Dataset records about object locations:
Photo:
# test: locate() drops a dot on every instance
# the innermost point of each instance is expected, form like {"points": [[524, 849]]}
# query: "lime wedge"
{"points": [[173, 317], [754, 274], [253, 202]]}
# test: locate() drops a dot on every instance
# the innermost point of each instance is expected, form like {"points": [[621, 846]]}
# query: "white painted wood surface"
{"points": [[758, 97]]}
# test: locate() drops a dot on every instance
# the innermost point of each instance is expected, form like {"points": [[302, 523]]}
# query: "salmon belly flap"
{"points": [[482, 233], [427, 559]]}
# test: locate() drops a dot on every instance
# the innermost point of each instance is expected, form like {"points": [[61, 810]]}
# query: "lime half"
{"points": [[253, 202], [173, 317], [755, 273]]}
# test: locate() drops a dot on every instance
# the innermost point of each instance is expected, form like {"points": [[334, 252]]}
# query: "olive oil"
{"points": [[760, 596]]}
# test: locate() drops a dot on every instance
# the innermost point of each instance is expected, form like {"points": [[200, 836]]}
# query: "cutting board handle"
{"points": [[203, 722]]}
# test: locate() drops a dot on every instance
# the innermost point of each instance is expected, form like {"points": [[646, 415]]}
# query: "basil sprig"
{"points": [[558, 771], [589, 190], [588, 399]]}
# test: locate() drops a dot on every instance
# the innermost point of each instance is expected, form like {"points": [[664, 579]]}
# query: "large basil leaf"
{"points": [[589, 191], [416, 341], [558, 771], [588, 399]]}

:: Aim ::
Retype the data in full and match it exactly.

:: Task response ::
Photo:
# test: locate() drops a dot on every instance
# the innermost point of each instance is expected, form like {"points": [[524, 849]]}
# query: "lime wedge"
{"points": [[173, 317], [754, 274], [253, 202]]}
# test: locate() drops a dot on every instance
# the innermost point of each instance is expected, form like {"points": [[621, 846]]}
# query: "white painted wood surface"
{"points": [[758, 97]]}
# test: locate() drops a dot on every instance
# the innermost point of each instance is expected, form like {"points": [[302, 523]]}
# query: "salmon belly flap"
{"points": [[482, 233], [427, 559]]}
# test: locate() drops a dot on every instance
# the innermost point of each instance is expected, form like {"points": [[61, 810]]}
# query: "lime half"
{"points": [[253, 202], [173, 317], [755, 273]]}
# test: locate() drops a dot on every instance
# the innermost point of each instance is expected, form like {"points": [[334, 252]]}
# query: "olive oil"
{"points": [[760, 596]]}
# test: locate() drops a dot on every instance
# the innermost point of each instance is expected, form like {"points": [[200, 836]]}
# query: "cutting board handle"
{"points": [[203, 722]]}
# test: locate() drops a dot on every instance
# the innermost point of each instance is expected, form like {"points": [[646, 415]]}
# query: "basil sprig"
{"points": [[558, 771], [589, 190], [588, 399]]}
# test: locate() drops a dot on every instance
# the innermost point of each instance is expected, form like {"points": [[664, 579]]}
# query: "large basil leaf"
{"points": [[589, 191], [416, 341], [558, 771], [588, 399]]}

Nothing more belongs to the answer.